Prior to the release of the film, actor Tinku released a video alleging that Amresh had stolen a song titled "Hara Hara Mahadevaki" from a film that he and Robert were making titled Thaathaa Car-ai Thodadhae. Tinku alleged that Amresh had worked together with them to create the song during early 2015, but production troubles had shelved the film, and subsequently, Amresh had taken the song to a different project. In a press meet in February 2017, Amresh refuted the claims and provided evidence of Tinku and Robert continuously trying to scam him by gathering funds for the shelved project. Amresh stated that he had developed the song free of cost and had paid for the duo to take part in a failed shoot of the song in Bangkok, before the film was stalled. Moreover, Amresh revealed that Robert had owned up to playing the song to music composer Srikanth Deva, and had attempted to include it in another shelved film titled Minor Kunju Kaanom which Tinku, Robert and Srikanth Deva were involved in. The lyrics of the song were later edited for the film's theatrical release, with the title of "Ada Ada Maharanikki" in place of the original lyrics.

• _Directions_
In the text about the song dispute, what title replaced the original lyrics for the film's theatrical release?

• _Source material_
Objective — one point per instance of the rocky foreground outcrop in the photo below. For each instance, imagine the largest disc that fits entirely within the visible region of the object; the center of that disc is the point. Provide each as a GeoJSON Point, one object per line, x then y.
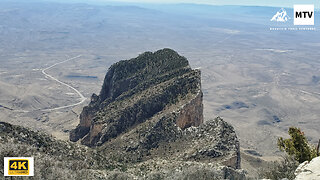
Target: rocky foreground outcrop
{"type": "Point", "coordinates": [308, 170]}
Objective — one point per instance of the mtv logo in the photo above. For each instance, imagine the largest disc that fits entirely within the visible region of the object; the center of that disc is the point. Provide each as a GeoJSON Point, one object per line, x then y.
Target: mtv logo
{"type": "Point", "coordinates": [303, 14]}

• _Output below_
"Ada Ada Maharanikki"